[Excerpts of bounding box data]
-=-=-

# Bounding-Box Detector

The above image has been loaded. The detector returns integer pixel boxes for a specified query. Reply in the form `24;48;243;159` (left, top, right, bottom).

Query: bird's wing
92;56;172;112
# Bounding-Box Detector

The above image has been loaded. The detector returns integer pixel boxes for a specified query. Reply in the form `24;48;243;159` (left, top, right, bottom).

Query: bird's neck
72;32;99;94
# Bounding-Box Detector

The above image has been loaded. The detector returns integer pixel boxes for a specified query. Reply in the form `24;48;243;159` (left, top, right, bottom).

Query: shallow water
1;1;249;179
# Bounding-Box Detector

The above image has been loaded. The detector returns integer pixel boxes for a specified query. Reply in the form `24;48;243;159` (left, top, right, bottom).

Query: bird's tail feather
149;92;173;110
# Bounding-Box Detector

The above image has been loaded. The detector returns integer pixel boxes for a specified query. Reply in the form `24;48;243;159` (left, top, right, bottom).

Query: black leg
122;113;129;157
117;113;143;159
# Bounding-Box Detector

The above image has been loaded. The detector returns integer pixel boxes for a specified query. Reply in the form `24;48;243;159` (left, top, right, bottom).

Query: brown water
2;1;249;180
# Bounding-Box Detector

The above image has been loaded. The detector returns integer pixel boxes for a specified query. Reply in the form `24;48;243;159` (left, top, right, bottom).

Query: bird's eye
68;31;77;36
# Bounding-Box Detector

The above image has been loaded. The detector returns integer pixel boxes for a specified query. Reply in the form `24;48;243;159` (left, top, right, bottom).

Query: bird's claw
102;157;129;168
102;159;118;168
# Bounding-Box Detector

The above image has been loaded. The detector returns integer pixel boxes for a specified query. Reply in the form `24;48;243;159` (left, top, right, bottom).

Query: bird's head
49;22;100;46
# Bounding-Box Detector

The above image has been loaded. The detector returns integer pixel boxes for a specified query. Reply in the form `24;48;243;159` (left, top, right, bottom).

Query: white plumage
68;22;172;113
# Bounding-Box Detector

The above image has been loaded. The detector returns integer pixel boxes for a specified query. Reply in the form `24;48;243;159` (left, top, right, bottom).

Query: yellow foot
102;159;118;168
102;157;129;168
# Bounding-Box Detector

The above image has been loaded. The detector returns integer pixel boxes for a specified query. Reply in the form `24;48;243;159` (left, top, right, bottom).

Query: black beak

-=-=-

Give the records again from their first line through the line containing "72;32;99;94", changing "integer" to "whole-number" wherever it occurs and leaving everything else unaltered.

# Bounding-Box Detector

The above image has been loaded. The detector returns whole-number pixel boxes for a specified query. Reply in the form `24;48;243;159` (left, top, right, bottom).

Query: bird's wing
92;56;172;112
# Bounding-Box Detector

The above image has been loaded. The detector returns whole-number pixel boxes for a specified query. Reply in the form `24;48;243;159` (left, top, right, bottom).

Query: bird's neck
72;32;99;94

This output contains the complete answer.